# [Zadanie]
Zaktualizuj odcinek od początku wierszy aż po wiersz zawierający „column 23, row 201” włącznie, zamieniając „white car” na „red car” i nie zmieniając niczego innego. Podaj tylko te wiersze.

# [Wiersze wejściowe]

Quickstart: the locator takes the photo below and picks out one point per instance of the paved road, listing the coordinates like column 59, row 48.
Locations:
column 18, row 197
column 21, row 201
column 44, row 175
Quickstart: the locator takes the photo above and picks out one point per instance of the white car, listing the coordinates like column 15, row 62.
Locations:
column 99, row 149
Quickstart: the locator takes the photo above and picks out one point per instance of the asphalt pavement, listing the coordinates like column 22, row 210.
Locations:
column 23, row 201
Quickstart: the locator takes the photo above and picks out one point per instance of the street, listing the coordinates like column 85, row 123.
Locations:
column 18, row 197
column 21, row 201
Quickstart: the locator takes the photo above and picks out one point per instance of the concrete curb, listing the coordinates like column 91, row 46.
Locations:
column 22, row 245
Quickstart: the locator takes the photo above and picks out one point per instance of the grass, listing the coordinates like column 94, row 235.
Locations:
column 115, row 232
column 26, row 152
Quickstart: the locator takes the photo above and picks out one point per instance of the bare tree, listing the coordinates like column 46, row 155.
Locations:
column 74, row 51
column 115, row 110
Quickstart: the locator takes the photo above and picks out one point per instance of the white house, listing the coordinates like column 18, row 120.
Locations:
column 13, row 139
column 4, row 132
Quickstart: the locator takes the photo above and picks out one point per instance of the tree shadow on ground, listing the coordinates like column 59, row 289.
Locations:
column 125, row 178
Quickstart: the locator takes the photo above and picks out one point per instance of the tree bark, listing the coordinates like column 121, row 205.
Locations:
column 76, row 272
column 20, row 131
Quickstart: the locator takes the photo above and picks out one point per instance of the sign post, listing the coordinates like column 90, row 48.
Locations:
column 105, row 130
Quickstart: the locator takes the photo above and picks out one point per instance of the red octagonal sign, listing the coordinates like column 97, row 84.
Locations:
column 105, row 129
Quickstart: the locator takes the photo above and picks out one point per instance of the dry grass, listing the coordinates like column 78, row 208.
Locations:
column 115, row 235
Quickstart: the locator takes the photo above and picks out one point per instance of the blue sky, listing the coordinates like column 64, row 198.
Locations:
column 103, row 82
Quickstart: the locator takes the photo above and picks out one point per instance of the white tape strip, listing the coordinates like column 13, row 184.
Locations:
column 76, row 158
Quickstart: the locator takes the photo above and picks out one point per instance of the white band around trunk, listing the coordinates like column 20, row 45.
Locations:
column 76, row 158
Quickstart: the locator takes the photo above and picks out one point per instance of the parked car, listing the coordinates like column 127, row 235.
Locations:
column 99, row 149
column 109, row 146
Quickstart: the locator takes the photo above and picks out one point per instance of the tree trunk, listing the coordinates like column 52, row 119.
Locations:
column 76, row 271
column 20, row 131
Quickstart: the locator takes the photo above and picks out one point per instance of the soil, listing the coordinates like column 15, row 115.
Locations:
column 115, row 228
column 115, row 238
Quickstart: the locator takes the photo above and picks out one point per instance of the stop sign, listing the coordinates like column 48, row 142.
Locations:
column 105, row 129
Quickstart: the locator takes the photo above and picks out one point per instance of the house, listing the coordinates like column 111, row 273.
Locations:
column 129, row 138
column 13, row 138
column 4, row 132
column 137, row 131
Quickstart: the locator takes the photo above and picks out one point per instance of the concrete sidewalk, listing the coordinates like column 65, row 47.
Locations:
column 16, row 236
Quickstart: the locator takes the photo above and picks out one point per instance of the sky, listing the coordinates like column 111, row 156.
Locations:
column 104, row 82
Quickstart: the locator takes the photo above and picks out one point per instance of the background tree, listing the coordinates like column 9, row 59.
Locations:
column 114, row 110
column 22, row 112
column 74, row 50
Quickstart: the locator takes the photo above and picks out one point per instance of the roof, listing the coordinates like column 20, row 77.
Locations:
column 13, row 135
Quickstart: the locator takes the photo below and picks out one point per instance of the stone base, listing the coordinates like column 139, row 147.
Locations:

# [Rozwiązanie pisemne]
Quickstart: the locator takes the photo below and picks out one point per instance of the paved road, listing the coordinates like column 59, row 48.
Locations:
column 18, row 197
column 21, row 201
column 44, row 175
Quickstart: the locator takes the photo above and picks out one point per instance of the red car, listing the coordinates like column 15, row 62.
Locations:
column 99, row 149
Quickstart: the locator takes the photo above and picks out one point per instance of the asphalt pavement, listing the coordinates like column 22, row 210.
Locations:
column 23, row 201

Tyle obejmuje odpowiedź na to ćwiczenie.